_EXERCISE PROMPT_.
Arrange the data as a numbered list, starting at the first line and ending at the line that contains "<point>478,328</point>", with both of those lines included and any blank lines left out.

_A run of records_.

□ □ □ □

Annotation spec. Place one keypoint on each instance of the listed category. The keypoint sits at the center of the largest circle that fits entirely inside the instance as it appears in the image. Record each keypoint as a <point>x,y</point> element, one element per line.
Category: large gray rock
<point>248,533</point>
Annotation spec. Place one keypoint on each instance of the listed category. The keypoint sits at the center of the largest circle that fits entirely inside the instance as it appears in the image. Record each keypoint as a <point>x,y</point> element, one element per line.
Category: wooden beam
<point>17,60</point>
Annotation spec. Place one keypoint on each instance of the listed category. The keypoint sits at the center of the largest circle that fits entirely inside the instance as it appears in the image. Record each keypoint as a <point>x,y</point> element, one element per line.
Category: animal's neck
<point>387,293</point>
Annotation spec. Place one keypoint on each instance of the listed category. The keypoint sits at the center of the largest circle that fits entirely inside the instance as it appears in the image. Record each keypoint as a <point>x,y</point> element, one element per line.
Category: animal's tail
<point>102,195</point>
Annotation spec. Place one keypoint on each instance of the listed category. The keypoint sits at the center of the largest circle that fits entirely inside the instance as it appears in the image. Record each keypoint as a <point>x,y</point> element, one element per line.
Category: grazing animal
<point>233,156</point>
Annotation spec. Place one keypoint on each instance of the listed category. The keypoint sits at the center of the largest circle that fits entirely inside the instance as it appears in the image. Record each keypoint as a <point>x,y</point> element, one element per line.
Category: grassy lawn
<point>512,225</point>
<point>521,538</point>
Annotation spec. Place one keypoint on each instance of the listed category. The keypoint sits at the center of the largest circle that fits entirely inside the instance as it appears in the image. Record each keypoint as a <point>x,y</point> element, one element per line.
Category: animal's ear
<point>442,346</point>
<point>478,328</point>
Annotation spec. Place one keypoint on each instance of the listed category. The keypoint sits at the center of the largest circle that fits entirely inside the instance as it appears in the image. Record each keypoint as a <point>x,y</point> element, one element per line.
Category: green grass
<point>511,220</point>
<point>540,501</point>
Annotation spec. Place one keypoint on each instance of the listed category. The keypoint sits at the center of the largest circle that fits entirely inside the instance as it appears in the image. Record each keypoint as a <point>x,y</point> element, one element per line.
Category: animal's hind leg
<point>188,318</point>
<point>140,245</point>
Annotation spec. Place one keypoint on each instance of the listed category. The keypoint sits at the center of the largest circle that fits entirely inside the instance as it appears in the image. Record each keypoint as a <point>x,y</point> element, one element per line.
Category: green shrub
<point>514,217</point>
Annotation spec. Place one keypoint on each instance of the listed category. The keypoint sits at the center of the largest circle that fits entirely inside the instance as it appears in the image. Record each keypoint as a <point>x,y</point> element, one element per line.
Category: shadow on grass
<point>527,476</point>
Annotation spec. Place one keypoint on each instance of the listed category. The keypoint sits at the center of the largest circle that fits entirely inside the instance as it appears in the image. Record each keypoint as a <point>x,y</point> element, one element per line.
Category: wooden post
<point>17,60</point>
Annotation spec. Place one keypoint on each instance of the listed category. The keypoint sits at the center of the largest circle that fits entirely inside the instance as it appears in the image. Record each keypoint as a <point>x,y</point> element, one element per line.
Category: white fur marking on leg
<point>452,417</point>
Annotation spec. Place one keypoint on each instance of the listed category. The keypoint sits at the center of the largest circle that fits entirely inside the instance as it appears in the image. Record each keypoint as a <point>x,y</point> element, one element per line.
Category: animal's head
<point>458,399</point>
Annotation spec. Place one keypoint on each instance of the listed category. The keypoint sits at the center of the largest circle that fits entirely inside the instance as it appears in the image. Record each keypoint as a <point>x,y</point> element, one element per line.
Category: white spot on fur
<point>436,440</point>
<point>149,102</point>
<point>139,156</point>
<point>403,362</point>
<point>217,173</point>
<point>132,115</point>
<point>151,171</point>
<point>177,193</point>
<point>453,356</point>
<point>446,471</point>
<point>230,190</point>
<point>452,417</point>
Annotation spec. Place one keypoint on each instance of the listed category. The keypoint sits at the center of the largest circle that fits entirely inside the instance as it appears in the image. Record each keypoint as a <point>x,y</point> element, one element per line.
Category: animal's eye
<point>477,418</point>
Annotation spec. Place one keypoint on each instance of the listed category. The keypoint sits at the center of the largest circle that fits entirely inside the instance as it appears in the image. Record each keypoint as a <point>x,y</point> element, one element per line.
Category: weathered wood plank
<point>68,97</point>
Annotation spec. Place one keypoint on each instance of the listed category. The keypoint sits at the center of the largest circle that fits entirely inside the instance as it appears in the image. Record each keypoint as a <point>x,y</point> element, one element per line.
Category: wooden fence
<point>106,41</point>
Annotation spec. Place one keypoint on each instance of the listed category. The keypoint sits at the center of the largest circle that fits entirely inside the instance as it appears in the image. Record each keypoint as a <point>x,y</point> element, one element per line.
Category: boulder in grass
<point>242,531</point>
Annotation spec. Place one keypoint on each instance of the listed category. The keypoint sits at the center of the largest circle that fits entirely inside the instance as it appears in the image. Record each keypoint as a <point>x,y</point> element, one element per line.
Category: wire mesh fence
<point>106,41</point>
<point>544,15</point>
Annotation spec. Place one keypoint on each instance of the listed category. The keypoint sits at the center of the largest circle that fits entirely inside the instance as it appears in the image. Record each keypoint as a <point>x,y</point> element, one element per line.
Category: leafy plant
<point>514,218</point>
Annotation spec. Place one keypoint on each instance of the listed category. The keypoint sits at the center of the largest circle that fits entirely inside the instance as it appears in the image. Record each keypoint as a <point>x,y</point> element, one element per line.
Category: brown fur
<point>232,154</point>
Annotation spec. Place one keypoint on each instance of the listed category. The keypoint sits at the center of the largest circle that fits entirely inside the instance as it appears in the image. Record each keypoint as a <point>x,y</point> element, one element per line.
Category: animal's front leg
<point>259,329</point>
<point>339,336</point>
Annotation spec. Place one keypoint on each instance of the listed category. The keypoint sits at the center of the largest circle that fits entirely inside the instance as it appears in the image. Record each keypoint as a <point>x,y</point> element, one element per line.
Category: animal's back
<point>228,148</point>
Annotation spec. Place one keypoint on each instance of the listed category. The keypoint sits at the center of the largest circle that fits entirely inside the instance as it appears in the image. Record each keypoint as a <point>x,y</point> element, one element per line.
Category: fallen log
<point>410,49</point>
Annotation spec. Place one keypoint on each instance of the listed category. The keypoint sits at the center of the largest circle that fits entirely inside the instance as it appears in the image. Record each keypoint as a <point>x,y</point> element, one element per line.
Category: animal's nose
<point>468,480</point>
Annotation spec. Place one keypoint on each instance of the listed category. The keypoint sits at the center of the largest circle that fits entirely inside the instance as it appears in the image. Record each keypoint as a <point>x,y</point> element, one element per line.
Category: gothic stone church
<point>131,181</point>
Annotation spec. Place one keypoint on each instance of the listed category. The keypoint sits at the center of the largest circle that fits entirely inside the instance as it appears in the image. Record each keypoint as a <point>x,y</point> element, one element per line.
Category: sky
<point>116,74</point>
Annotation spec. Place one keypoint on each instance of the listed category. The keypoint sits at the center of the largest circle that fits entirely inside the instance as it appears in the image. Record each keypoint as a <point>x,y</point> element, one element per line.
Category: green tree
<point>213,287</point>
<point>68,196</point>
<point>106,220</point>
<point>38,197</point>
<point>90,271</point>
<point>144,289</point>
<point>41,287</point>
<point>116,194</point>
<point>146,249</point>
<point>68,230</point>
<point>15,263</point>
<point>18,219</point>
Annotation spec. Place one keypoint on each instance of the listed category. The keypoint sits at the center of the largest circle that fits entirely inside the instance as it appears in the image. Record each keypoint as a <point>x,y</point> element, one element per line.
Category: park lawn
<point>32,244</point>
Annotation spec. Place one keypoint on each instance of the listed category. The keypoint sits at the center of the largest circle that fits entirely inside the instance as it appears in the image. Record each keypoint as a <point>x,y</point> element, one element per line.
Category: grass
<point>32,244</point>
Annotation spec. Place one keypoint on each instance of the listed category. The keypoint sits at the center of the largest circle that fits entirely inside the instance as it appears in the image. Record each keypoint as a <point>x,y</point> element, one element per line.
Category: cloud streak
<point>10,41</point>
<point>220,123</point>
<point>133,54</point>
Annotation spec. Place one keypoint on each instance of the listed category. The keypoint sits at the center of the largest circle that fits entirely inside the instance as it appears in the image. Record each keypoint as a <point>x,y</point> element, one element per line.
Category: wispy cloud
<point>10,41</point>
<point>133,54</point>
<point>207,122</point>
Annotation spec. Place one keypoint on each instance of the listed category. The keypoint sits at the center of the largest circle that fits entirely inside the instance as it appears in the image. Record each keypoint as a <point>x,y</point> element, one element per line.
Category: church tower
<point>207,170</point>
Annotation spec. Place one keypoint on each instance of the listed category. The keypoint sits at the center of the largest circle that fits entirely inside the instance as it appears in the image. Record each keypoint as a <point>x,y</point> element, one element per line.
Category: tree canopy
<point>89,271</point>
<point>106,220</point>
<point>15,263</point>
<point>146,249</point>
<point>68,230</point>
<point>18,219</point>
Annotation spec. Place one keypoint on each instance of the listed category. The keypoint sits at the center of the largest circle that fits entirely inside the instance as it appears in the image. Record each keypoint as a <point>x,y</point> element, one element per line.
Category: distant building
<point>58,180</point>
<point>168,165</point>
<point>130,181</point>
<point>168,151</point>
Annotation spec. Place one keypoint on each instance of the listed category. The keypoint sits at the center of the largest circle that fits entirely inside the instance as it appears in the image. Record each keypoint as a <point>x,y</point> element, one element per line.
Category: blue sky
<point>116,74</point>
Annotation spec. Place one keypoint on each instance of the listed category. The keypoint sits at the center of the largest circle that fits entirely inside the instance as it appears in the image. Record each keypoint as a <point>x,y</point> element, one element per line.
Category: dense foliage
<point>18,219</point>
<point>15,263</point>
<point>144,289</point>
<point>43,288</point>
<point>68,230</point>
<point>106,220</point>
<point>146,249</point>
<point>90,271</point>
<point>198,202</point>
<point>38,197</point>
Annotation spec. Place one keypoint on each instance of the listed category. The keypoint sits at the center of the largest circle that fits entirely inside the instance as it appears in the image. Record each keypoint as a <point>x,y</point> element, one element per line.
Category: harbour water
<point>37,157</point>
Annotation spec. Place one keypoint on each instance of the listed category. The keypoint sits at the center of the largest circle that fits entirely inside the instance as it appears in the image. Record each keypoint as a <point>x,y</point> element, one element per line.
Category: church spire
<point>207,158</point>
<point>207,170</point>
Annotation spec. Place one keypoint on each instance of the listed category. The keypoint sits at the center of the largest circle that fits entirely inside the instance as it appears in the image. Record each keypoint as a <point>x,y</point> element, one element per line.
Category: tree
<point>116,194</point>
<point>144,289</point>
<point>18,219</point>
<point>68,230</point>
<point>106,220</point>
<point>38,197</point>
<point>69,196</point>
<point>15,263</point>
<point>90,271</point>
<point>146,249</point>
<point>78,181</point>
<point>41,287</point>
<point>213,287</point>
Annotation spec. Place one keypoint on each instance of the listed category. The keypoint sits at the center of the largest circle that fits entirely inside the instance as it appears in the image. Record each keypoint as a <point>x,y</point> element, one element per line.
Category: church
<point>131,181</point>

□ □ □ □

_TASK RESPONSE_.
1. Annotation spec. Place one keypoint on each instance of the listed category. The keypoint sits at the center of the largest circle that fits entirely inside the instance as it appears in the image. Record each keypoint as a <point>x,y</point> element, one element per line.
2. Category: large gray rock
3. <point>248,533</point>
4. Annotation spec. Place one keypoint on each instance of the listed category. The keypoint sits at the center of the largest circle that fits entirely inside the instance as it appears in the image. Record each keypoint as a <point>x,y</point> element, one element per line.
5. Category: wooden beam
6. <point>17,60</point>
7. Annotation spec. Place one keypoint on each instance of the listed category. The keypoint sits at the center of the largest circle that fits entirely inside the instance as it appears in the image. Record each keypoint as a <point>x,y</point> element, one element per line.
8. Category: animal's neck
9. <point>387,293</point>
10. Annotation spec. Place one keypoint on each instance of the listed category. The keypoint sits at the center of the largest circle that fits entirely inside the instance as it appears in the image. Record each keypoint as a <point>x,y</point> element, one element per line.
11. Category: animal's tail
12. <point>102,195</point>
13. Annotation spec. Place one keypoint on each instance of the listed category. The keypoint sits at the center of the largest circle that fits entirely inside the instance as it appears in the image. Record each keypoint as a <point>x,y</point> element, one element per line.
14. Category: grazing animal
15. <point>233,156</point>
16. Annotation spec. Place one keypoint on each instance of the listed category. The keypoint sits at the center of the largest circle that fits entirely inside the instance as it appears in the image. Record each keypoint as a <point>x,y</point> element, one element per line.
17. Category: grassy lawn
18. <point>512,225</point>
19. <point>521,538</point>
20. Annotation spec. Place one keypoint on each instance of the listed category. The keypoint sits at the center of the largest circle that fits entirely inside the instance as it appears in the image. Record each keypoint as a <point>x,y</point> element, one element per line.
21. Category: animal's ear
22. <point>442,346</point>
23. <point>478,328</point>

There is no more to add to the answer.